Supplied records:
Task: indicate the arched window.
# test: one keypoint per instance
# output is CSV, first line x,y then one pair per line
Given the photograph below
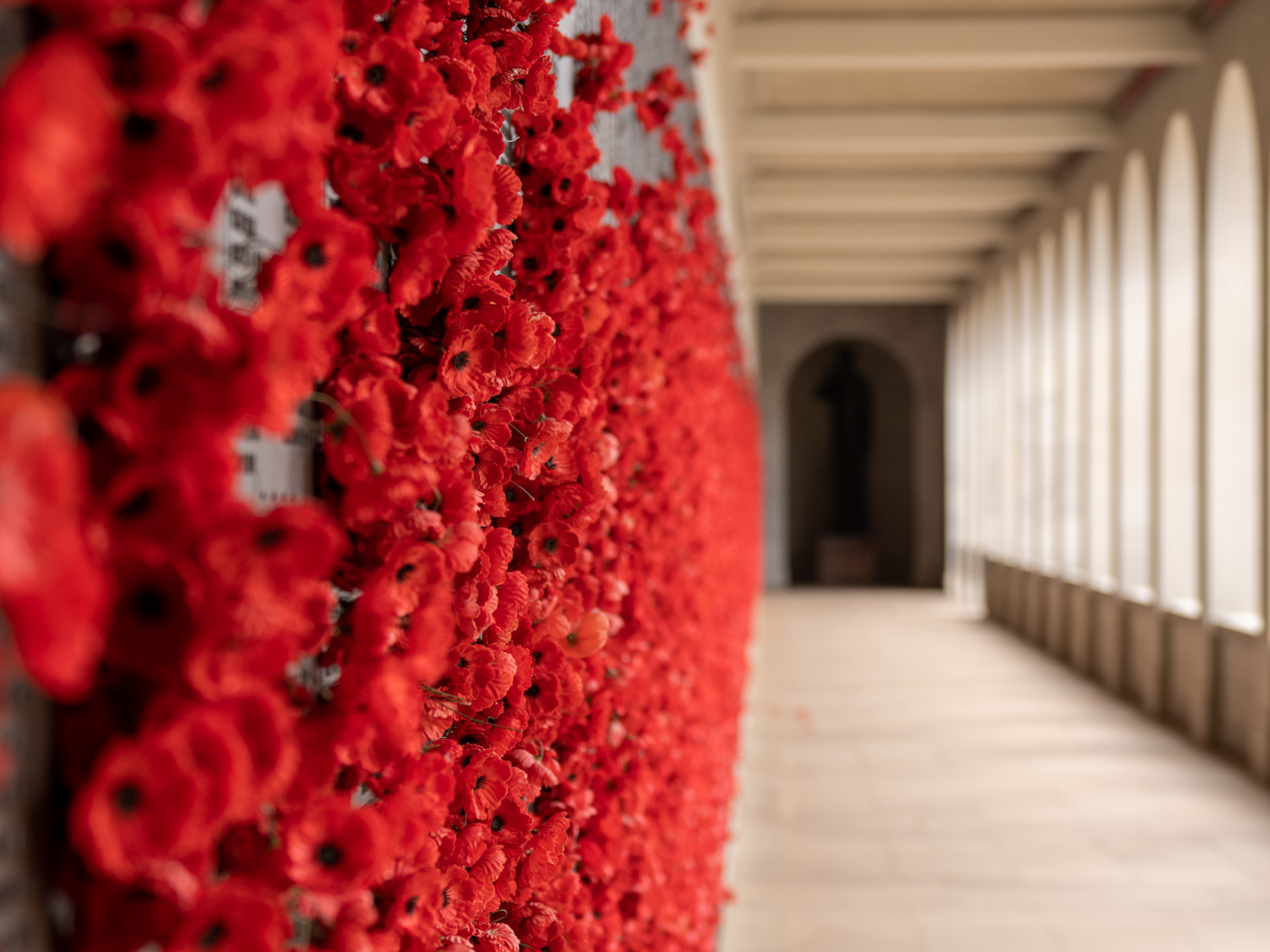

--

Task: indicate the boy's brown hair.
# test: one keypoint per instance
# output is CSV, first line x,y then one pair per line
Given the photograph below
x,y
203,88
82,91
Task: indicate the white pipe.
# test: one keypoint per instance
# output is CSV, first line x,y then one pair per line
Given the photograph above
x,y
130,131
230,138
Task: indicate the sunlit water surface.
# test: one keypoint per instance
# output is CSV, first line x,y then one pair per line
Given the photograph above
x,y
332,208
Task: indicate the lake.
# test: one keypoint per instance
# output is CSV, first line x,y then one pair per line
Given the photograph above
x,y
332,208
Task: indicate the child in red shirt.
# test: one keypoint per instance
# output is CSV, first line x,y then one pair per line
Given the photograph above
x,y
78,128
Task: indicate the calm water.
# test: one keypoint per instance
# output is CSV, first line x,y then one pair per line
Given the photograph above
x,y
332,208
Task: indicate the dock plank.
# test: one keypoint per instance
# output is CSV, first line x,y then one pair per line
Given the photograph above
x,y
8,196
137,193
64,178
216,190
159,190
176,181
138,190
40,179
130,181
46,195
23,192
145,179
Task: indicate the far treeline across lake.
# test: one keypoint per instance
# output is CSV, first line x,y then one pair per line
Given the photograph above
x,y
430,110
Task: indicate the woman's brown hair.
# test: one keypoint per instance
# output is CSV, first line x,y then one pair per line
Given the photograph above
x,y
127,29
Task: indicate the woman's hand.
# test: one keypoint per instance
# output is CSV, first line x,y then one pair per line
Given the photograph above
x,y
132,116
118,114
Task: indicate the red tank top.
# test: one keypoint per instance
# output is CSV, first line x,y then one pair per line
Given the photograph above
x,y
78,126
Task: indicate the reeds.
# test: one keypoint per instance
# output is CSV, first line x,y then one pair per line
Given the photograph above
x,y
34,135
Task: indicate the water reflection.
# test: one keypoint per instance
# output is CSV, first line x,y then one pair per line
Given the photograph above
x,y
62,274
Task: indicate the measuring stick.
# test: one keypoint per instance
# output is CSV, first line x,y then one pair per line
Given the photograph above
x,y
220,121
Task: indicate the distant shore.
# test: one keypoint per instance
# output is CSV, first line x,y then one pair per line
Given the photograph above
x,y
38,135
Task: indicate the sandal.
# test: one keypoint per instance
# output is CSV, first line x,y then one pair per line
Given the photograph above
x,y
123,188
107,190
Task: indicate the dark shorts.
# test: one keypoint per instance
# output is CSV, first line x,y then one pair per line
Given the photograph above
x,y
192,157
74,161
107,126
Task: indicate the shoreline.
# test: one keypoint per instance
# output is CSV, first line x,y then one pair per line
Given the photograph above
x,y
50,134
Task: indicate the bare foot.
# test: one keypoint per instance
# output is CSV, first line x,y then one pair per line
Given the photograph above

==

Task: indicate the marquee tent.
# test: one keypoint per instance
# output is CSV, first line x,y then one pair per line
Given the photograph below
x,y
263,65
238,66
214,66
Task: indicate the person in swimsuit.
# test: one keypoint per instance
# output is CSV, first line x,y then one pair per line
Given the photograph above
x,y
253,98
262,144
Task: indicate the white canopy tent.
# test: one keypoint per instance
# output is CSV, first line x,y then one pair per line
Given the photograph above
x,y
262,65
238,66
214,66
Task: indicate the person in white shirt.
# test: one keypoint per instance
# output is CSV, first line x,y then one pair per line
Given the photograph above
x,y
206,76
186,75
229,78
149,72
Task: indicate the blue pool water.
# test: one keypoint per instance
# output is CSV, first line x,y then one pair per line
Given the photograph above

The task: Locate every line above that contains the word "lake" and copy each one out. Case counts.

Finished exercise:
Task: indicate the lake.
Task: indicate the far treeline across lake.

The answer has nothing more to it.